# [TRY IT]
Make an exact copy of all the entries shown below.
(MATERIAL SHOWN Opens)
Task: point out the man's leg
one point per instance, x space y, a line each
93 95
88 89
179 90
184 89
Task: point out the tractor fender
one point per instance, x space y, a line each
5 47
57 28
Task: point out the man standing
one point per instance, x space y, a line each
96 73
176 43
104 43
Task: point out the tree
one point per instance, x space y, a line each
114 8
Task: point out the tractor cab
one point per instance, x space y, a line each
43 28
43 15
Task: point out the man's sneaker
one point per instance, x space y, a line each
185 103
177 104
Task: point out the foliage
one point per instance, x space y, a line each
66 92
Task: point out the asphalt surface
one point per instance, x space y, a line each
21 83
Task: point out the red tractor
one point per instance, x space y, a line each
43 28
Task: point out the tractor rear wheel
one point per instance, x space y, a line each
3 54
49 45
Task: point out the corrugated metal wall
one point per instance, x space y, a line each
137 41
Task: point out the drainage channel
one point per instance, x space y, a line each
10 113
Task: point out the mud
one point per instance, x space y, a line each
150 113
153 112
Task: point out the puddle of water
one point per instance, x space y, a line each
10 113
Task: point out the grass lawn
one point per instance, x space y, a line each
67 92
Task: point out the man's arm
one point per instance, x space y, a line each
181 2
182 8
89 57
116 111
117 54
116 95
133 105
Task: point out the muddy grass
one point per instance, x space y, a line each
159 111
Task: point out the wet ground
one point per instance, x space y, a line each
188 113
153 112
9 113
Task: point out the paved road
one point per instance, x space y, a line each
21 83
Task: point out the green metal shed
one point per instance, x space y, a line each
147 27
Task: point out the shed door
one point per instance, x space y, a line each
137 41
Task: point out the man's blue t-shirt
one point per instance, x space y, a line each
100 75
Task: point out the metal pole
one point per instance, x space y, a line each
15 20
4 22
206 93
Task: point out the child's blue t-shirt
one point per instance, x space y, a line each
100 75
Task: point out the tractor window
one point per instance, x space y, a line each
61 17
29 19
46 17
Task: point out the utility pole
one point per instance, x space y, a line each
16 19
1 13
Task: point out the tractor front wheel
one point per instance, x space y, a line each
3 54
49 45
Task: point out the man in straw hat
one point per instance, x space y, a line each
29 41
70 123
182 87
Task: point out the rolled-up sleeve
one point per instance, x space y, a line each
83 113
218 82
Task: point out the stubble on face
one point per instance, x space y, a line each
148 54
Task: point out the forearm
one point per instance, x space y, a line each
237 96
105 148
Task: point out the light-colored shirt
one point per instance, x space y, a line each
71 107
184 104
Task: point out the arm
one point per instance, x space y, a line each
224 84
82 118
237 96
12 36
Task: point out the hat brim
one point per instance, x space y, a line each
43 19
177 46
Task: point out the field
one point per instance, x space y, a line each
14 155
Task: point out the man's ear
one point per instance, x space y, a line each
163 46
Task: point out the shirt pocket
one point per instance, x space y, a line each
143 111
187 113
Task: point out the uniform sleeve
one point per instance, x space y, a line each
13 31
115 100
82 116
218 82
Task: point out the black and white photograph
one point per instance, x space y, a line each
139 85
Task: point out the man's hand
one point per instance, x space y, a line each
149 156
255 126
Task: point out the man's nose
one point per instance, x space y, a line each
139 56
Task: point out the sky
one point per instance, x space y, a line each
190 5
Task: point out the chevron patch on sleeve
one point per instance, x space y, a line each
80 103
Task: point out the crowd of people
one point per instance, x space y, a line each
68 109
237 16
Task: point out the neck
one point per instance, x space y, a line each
(MATERIAL SHOWN Closes)
# [OUTPUT OF THE EXERCISE]
Task: point out the man's leg
one point per instance, x space y, a line each
93 95
88 89
179 90
184 89
Task: point out the tractor fender
one point per instance, x space y, a line each
5 47
57 28
Task: point out the man standing
one point per instance, x space y, a line each
96 73
176 43
104 43
Task: point out the tree
one point per instance, x space y, a line each
114 8
Task: point out the tractor cab
one point per instance, x space y, a line each
43 28
43 15
Task: point out the man's sneaker
one point per instance, x space y, a line each
185 103
177 104
Task: point out the foliage
one point per instance, x space y, a line each
66 92
Task: point out the asphalt surface
one point per instance, x space y, a line each
21 83
Task: point out the red tractor
one point per instance, x space y, a line each
43 28
Task: point out the tractor rear wheel
one point per instance, x space y, a line each
3 54
49 45
Task: point out the corrugated metal wall
one point per instance, x space y, a line each
137 41
Task: point out the drainage channel
one point per instance, x space y, a line each
10 113
Task: point out the mud
one point per instance, x space y, a line each
150 113
153 112
Task: point out the puddle of water
one point per instance, x space y, a line each
10 113
Task: point out the grass lawn
one point per instance, x space y, a line each
67 92
Task: point out the man's arm
one point per instance, x space y, a line each
181 2
182 8
89 57
116 111
117 54
116 95
133 105
Task: point out the muddy grass
one point per instance, x space y, a line each
159 111
Task: point out the wet ground
one point per instance, x space y, a line each
188 113
153 112
9 113
Task: point out the paved road
one point per instance, x space y, a line each
21 83
Task: point out the green metal shed
one point per instance, x space y, a line each
147 27
Task: point out the shed door
one point per instance, x space y, a line each
137 41
Task: point out the man's blue t-shirt
one point per instance, x space y, a line each
100 75
Task: point out the metal pole
one point per instance, x space y, a line each
15 20
4 22
206 93
Task: point out the child's blue t-shirt
one point per instance, x space y, a line each
100 75
Task: point out the tractor window
one point per instance, x space y, a line each
61 17
29 19
46 17
Task: point out the utility pole
one point per instance, x space y, a line each
16 19
1 13
Task: point out the tractor front wheel
one point per instance, x space y, a line each
3 54
49 45
Task: point out the man in straw hat
one point per instance, x space y, a line each
29 41
70 123
182 87
Task: point out the rolled-up sleeve
one point per instance, x space y, a line each
83 113
218 82
Task: point out the stubble on face
one point per instance, x space y, a line each
148 54
Task: point out the forearm
one point per instance, x space y, a line each
237 96
105 148
Task: point out the light-colored shirt
one point per instance, x space y, a line each
71 107
184 104
Task: point out the arm
one point per instance, x space y, a line each
224 84
82 118
237 96
12 36
Task: point out the hat brim
one point per instance, x space y, a line each
43 19
177 46
Task: point out the field
one point per instance, x space y, a line each
14 155
Task: point out the man's ear
one point per instance, x space y, a line each
163 46
Task: point out the shirt pocket
one point per instance, x space y, a line each
143 111
187 113
Task: point out the uniform sleeve
one point per instance, x space y, a line each
13 31
115 100
82 116
218 82
Task: point out the black and white photograph
one point per instance, x space y, a line each
139 85
Task: point out the man's hand
one point per instance, x space y, a line each
149 156
255 126
Task: point out the man's nose
one point per instance, x space y, a line each
139 56
Task: point out the sky
one point per instance, x space y, a line each
190 5
Task: point out the chevron patch on sleeve
one point per instance, x space y, a line each
80 103
Task: point out the crowd of people
one point per instance, x space y, a line each
68 109
237 16
Task: point out the neck
one point per instance, x space y, a line each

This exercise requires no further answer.